::: Provided data
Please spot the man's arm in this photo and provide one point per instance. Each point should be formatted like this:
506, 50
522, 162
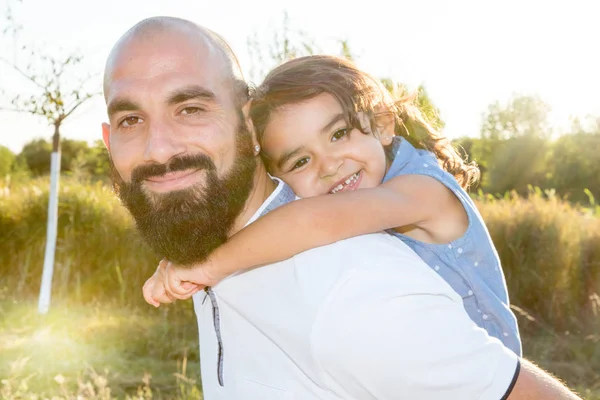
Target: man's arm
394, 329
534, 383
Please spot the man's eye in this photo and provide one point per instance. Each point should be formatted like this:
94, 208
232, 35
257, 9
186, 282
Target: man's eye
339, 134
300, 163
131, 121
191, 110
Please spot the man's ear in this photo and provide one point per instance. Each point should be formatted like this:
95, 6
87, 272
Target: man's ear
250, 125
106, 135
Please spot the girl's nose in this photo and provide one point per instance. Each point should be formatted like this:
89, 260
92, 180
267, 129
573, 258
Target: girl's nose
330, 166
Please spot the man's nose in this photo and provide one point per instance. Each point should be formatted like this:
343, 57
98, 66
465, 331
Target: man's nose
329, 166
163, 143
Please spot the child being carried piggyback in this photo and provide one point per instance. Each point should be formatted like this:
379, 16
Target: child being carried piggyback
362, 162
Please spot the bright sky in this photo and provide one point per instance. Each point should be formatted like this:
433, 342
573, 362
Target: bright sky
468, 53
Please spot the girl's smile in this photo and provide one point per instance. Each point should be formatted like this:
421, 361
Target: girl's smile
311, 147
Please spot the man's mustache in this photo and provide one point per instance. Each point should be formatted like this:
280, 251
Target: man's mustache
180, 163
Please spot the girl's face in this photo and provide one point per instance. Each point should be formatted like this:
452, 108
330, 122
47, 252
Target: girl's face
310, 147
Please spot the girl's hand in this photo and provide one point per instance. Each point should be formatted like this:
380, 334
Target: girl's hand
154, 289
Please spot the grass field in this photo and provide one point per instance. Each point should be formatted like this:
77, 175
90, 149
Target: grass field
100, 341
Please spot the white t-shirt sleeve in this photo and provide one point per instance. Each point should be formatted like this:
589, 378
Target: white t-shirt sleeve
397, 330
::::::
::: Provided data
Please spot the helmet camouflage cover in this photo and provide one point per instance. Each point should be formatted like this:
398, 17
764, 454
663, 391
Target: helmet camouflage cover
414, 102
::::::
::: Provided data
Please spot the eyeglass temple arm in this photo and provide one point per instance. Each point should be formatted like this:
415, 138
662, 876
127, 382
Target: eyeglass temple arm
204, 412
::::::
- [Stated problem]:
Report every line in the records above that contains the string "shirt", copying each such line in full.

- [The solution]:
Please spot the white t-shirt sleeve in this photo and provide one point per instance. Each point should be formatted like this:
Target: white t-shirt sleeve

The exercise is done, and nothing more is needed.